Text excerpt -
Roger says that, if he was on these drugs, he "should have a third ear coming out of my forehead and I should be pulling tractors with my teeth." Is that to imply that he has not experienced any noteworthy physical change? You look at his photos over the past ten years. His head-to-torso proportion is approaching that of Squarepants Bob. And Roger throws Lot's wife on the open wound by also expressing shock that Yankee Andy Pettitte took injections. It's impossible that this is new information to him. After all, Pettitte, who is the Major League Baseball equivalent of an organ grinder's monkey, checks with Roger on when he should take his next bowel movement.

Indeed, even in his most orchestrated responses to Mike Wallace's questions, Roger might have shot himself in the foot, no pun intended. When he told his story about being injured and arguing with then Yankee Manager Joe Torre to let him pitch a World Series game, he said he ended up taking a painkiller to allow him to do so. So, here's the ideal snapshot for my wallet. A guy who will do almost anything to be out there. Not so much for the team. For Roger Clemens. And the exemplary role model that his marketers have created.

What needs to be done -
Answer these questions from the commentary on Roger Clemens:
1. Which Yankee does Roger express shock over for taking injections?
2. Whose questions was Roger responding to?
3. Which Yankee manager did Roger argue with so he could pitch a World Series game?

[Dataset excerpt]
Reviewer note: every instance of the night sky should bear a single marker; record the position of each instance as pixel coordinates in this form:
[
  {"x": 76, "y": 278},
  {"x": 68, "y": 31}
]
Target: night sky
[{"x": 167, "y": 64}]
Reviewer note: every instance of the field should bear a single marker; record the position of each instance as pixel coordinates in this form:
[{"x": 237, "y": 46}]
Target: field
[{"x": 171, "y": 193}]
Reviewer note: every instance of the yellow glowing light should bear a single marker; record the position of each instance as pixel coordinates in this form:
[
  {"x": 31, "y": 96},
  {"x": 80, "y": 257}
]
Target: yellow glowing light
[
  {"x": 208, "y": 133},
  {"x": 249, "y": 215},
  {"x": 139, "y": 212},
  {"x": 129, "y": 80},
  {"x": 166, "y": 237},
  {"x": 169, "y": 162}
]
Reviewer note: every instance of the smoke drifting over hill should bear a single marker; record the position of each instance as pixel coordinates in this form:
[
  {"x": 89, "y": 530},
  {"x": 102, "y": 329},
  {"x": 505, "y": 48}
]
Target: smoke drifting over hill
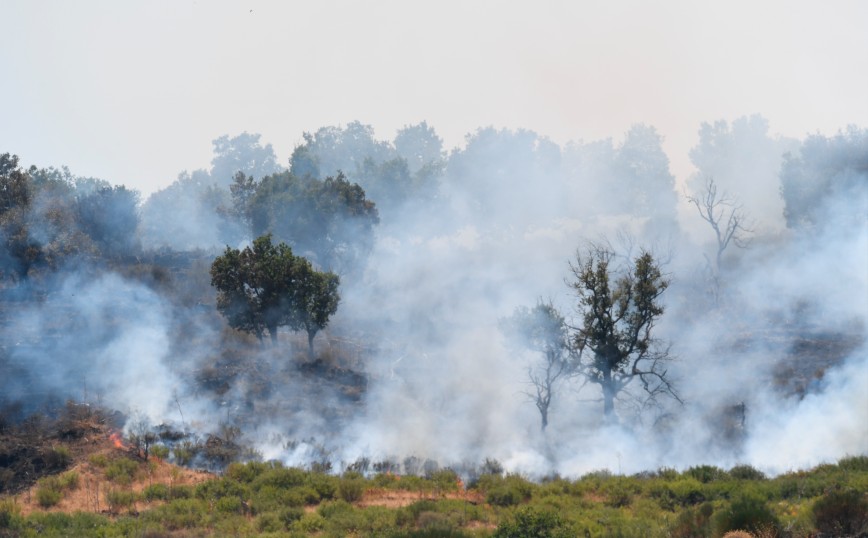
[{"x": 770, "y": 348}]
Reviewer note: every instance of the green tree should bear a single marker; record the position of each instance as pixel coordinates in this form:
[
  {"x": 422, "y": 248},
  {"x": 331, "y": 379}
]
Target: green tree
[
  {"x": 619, "y": 308},
  {"x": 266, "y": 286},
  {"x": 330, "y": 221}
]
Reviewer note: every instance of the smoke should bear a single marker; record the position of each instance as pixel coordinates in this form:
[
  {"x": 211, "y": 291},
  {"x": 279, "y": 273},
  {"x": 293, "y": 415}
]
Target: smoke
[{"x": 771, "y": 358}]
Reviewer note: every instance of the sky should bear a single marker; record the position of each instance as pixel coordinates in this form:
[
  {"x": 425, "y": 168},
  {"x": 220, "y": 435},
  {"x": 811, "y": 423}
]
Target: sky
[{"x": 133, "y": 92}]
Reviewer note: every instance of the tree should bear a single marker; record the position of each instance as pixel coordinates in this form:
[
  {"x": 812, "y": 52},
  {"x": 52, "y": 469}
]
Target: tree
[
  {"x": 266, "y": 286},
  {"x": 541, "y": 329},
  {"x": 241, "y": 153},
  {"x": 725, "y": 216},
  {"x": 330, "y": 221},
  {"x": 619, "y": 308}
]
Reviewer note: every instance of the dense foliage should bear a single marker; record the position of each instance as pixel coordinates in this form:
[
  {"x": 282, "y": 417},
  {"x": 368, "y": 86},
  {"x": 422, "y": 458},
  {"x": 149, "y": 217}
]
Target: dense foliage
[
  {"x": 269, "y": 499},
  {"x": 265, "y": 286}
]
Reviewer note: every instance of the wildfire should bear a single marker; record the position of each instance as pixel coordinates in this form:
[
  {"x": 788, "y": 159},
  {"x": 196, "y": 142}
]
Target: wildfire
[{"x": 117, "y": 441}]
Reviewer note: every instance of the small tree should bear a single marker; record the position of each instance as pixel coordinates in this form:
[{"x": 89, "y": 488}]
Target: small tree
[
  {"x": 619, "y": 308},
  {"x": 725, "y": 216},
  {"x": 541, "y": 329},
  {"x": 265, "y": 287}
]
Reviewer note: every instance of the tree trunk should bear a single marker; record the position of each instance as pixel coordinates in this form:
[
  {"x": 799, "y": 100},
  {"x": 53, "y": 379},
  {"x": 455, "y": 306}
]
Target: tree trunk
[
  {"x": 310, "y": 336},
  {"x": 608, "y": 386},
  {"x": 272, "y": 332}
]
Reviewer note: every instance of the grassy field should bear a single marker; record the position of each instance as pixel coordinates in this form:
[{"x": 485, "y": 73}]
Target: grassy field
[{"x": 112, "y": 492}]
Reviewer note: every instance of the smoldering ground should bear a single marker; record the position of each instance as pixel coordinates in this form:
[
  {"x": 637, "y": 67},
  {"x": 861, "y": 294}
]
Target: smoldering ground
[{"x": 770, "y": 355}]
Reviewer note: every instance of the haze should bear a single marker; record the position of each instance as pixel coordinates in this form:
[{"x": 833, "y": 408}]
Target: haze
[{"x": 133, "y": 92}]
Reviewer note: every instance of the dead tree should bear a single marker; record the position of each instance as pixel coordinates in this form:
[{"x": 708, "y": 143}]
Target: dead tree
[{"x": 726, "y": 217}]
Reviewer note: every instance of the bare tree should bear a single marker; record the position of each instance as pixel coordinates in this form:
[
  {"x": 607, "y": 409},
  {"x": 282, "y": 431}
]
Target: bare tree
[
  {"x": 619, "y": 308},
  {"x": 726, "y": 217},
  {"x": 541, "y": 329}
]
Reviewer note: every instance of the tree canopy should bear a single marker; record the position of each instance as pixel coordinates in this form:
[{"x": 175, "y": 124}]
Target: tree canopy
[
  {"x": 331, "y": 221},
  {"x": 265, "y": 286},
  {"x": 619, "y": 307}
]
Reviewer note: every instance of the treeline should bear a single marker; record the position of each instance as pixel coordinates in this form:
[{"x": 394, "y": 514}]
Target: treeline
[{"x": 341, "y": 181}]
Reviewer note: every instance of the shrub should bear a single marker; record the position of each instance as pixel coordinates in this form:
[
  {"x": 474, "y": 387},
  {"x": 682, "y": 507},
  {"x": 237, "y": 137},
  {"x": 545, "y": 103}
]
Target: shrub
[
  {"x": 706, "y": 473},
  {"x": 290, "y": 515},
  {"x": 10, "y": 514},
  {"x": 160, "y": 451},
  {"x": 841, "y": 513},
  {"x": 505, "y": 491},
  {"x": 746, "y": 472},
  {"x": 856, "y": 464},
  {"x": 351, "y": 489},
  {"x": 229, "y": 505},
  {"x": 156, "y": 492},
  {"x": 309, "y": 523},
  {"x": 98, "y": 460},
  {"x": 220, "y": 488},
  {"x": 530, "y": 523},
  {"x": 180, "y": 514},
  {"x": 58, "y": 457},
  {"x": 693, "y": 522},
  {"x": 748, "y": 512},
  {"x": 269, "y": 522}
]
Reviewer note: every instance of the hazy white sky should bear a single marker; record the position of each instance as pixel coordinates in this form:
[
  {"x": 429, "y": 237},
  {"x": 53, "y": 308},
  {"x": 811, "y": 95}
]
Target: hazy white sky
[{"x": 134, "y": 92}]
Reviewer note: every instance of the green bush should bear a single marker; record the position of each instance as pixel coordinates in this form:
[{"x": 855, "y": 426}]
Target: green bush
[
  {"x": 156, "y": 492},
  {"x": 290, "y": 515},
  {"x": 180, "y": 514},
  {"x": 747, "y": 512},
  {"x": 705, "y": 473},
  {"x": 229, "y": 505},
  {"x": 841, "y": 513},
  {"x": 58, "y": 457},
  {"x": 856, "y": 464},
  {"x": 692, "y": 522},
  {"x": 160, "y": 451},
  {"x": 269, "y": 522},
  {"x": 746, "y": 472},
  {"x": 309, "y": 523},
  {"x": 220, "y": 488},
  {"x": 60, "y": 524},
  {"x": 351, "y": 489},
  {"x": 505, "y": 491},
  {"x": 533, "y": 523}
]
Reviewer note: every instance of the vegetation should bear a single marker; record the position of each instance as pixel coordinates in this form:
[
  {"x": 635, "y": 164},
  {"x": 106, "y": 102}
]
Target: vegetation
[
  {"x": 619, "y": 309},
  {"x": 265, "y": 286},
  {"x": 266, "y": 498}
]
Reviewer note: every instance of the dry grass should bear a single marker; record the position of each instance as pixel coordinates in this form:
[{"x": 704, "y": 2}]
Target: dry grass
[{"x": 93, "y": 486}]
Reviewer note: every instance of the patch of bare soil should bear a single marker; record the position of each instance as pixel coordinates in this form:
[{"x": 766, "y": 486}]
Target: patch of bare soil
[
  {"x": 92, "y": 455},
  {"x": 391, "y": 498}
]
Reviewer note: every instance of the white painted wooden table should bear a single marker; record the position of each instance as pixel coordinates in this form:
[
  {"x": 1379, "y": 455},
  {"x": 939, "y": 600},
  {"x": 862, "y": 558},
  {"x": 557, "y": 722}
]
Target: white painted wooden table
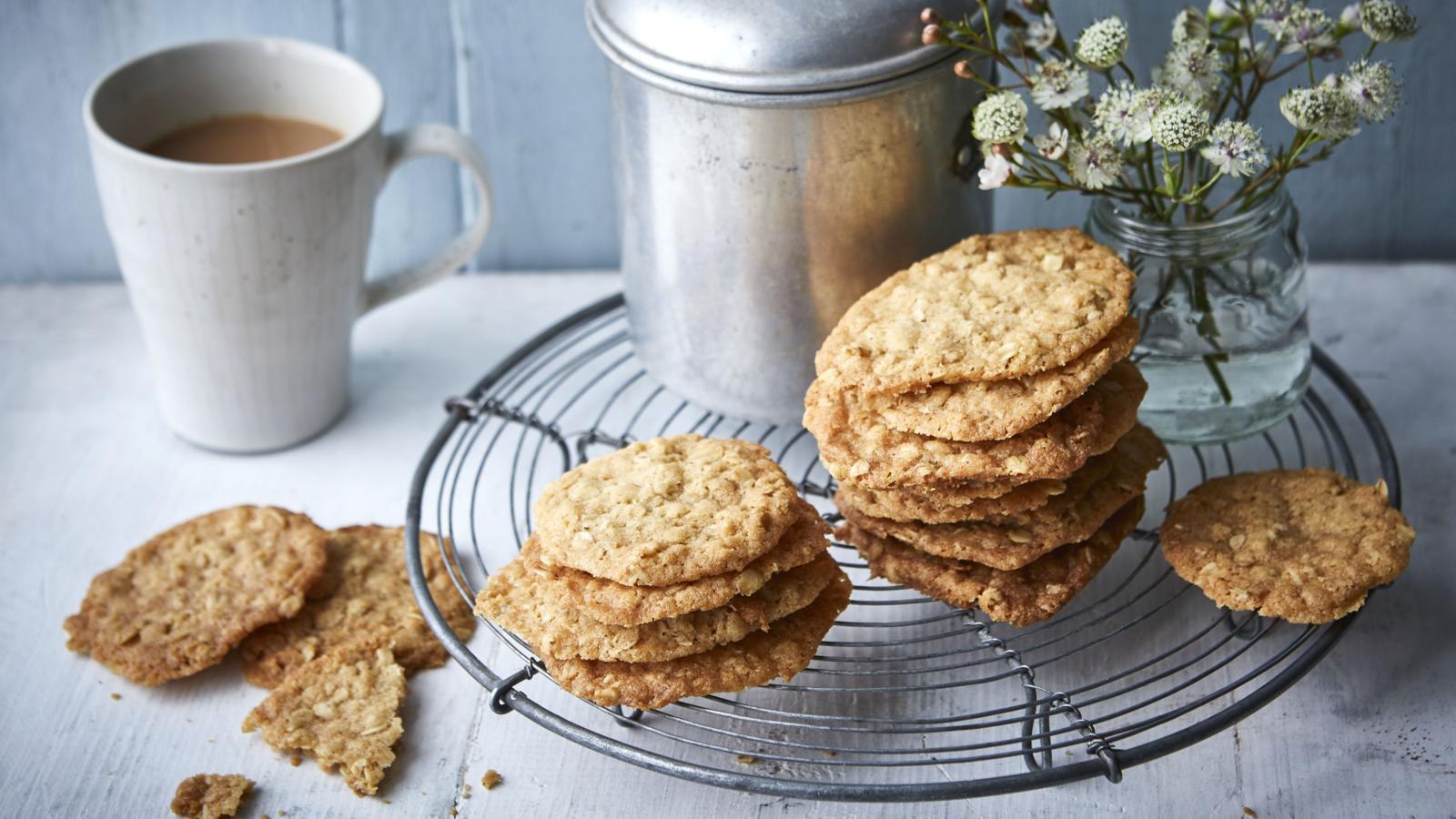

Correct response -
1. Andy Pettitte
2. Mike Wallace's
3. Joe Torre